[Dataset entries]
+---+

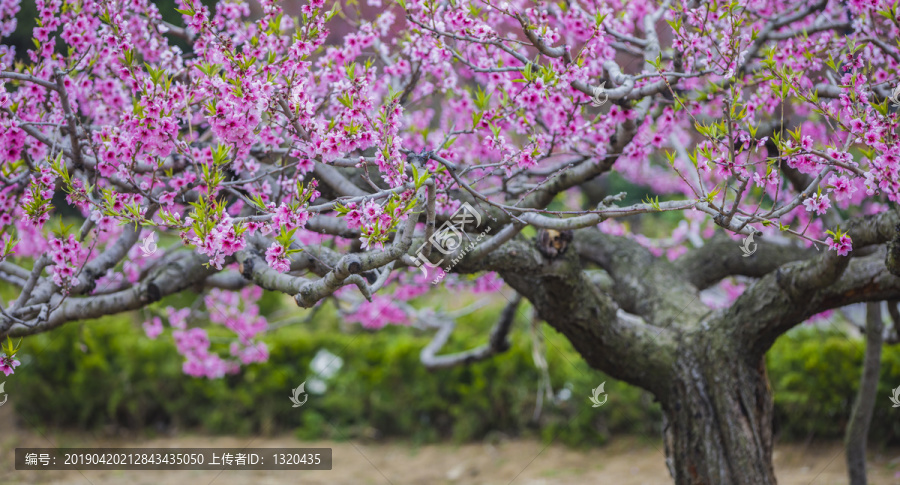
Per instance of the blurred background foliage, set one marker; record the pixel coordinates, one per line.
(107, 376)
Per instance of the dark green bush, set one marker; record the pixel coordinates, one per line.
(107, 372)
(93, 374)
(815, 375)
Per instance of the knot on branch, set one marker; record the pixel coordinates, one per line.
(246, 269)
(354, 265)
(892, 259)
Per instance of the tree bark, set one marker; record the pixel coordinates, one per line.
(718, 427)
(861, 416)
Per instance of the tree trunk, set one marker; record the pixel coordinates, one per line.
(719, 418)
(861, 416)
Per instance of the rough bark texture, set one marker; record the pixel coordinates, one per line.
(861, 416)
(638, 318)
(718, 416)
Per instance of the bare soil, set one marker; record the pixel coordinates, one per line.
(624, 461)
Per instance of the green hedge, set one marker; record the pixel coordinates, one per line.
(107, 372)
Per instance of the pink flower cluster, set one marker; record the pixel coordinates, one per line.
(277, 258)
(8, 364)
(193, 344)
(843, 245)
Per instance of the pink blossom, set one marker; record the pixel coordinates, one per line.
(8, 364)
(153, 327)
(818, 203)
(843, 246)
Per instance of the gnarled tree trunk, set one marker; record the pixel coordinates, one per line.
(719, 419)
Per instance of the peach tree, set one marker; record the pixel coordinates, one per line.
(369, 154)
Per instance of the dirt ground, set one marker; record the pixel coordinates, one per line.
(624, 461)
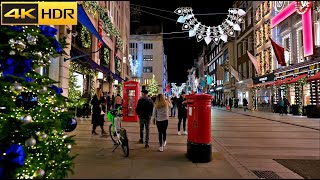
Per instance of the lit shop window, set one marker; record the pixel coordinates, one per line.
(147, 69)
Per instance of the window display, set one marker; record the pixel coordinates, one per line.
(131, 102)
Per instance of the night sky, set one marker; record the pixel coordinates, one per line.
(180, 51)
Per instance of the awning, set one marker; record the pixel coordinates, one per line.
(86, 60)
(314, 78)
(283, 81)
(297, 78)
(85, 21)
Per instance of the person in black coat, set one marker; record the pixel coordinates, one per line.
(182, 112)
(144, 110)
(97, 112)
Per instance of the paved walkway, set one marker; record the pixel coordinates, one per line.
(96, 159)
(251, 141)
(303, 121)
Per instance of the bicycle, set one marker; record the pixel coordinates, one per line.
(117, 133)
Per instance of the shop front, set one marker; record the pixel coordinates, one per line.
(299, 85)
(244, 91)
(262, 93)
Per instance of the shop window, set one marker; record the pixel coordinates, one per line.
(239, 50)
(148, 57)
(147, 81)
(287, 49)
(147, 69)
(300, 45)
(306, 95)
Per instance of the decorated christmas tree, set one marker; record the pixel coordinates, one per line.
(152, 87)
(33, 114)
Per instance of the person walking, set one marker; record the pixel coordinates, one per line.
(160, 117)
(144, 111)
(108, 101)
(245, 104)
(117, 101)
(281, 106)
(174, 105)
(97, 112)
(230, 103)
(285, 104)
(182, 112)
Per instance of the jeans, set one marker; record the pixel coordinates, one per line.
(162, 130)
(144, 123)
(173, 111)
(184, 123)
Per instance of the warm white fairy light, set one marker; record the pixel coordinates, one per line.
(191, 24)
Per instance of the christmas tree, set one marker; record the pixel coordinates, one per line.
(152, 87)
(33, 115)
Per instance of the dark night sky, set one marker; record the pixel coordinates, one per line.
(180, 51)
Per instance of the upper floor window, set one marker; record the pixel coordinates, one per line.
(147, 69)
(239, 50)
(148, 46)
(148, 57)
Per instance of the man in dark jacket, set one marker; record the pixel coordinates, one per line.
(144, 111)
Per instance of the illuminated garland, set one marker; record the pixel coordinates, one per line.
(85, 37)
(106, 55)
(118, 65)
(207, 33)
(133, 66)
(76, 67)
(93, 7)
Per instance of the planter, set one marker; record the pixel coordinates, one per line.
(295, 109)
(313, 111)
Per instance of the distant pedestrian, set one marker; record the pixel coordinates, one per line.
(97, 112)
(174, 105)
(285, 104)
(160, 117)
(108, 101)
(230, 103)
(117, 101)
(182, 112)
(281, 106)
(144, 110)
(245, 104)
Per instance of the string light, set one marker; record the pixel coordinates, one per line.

+---+

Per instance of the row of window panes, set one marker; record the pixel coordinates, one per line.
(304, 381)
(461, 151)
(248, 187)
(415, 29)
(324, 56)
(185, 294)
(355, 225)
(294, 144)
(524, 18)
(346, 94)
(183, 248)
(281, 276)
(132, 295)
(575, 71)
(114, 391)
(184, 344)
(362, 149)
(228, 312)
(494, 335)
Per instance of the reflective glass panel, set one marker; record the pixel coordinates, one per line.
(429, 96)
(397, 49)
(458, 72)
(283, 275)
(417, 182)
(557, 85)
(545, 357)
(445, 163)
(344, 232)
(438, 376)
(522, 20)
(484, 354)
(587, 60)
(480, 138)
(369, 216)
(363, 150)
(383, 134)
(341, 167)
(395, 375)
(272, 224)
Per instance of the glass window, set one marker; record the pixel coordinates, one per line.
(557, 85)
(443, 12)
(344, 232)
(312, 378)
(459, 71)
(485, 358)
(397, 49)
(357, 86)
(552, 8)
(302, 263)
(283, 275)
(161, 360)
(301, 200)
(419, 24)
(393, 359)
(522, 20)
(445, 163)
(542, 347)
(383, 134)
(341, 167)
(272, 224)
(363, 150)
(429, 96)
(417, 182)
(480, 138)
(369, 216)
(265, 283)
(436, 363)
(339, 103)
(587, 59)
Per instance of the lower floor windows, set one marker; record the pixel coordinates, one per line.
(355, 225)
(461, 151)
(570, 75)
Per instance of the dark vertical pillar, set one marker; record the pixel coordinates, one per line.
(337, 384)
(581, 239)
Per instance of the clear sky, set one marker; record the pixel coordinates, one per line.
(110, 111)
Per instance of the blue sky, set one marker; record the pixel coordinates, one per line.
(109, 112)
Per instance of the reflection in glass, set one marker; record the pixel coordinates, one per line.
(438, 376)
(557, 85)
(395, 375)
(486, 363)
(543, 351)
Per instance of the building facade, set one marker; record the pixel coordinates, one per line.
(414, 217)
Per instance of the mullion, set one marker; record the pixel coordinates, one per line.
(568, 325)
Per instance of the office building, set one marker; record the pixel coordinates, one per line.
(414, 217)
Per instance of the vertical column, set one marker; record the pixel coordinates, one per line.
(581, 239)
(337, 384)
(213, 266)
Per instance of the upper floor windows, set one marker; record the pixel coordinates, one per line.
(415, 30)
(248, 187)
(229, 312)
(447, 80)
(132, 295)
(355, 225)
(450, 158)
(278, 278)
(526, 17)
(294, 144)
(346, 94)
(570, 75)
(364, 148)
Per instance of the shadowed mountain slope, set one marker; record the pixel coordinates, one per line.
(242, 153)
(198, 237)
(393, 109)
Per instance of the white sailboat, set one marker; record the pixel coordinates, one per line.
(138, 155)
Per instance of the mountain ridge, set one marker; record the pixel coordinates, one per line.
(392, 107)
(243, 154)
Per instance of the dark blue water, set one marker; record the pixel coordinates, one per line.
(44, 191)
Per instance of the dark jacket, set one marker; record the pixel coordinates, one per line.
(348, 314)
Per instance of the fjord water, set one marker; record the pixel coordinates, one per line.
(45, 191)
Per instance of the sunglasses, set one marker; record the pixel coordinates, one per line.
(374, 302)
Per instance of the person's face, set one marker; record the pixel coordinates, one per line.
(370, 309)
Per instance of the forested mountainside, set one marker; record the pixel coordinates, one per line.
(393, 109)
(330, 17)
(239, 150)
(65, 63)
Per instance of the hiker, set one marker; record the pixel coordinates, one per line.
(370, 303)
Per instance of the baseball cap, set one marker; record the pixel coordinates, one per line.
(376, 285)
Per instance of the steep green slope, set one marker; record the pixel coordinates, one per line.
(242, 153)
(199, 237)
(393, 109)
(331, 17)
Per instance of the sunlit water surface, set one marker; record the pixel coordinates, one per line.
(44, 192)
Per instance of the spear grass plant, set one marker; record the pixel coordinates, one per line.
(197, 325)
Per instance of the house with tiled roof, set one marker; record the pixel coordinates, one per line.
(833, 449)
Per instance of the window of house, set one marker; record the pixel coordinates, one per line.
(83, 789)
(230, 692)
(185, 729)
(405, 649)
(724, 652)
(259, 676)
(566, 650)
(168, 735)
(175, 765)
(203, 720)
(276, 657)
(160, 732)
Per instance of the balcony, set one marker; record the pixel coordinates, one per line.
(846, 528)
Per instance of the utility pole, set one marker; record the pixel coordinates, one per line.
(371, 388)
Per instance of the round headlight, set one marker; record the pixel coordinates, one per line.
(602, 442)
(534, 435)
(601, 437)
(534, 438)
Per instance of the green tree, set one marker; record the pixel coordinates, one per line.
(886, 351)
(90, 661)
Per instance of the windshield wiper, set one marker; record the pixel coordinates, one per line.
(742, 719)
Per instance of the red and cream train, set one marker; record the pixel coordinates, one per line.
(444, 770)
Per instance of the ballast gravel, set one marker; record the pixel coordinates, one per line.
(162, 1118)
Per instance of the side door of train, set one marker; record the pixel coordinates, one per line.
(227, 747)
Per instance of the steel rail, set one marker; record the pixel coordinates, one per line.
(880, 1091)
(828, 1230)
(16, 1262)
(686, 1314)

+---+

● **EXERCISE PROMPT**
Out of the entries above, write out only the lines between the line holding "Per instance of the distant" and the line holding "Per instance of the string", inclusive, each exactly as given.

● **RESPONSE**
Per instance of the distant pedestrian, set one marker; record the pixel coordinates, one per line.
(97, 112)
(174, 105)
(285, 104)
(160, 117)
(108, 101)
(230, 103)
(117, 101)
(182, 112)
(281, 106)
(144, 110)
(245, 104)
Per instance of the string light, set one marker; record the pixel coordinates, one per line.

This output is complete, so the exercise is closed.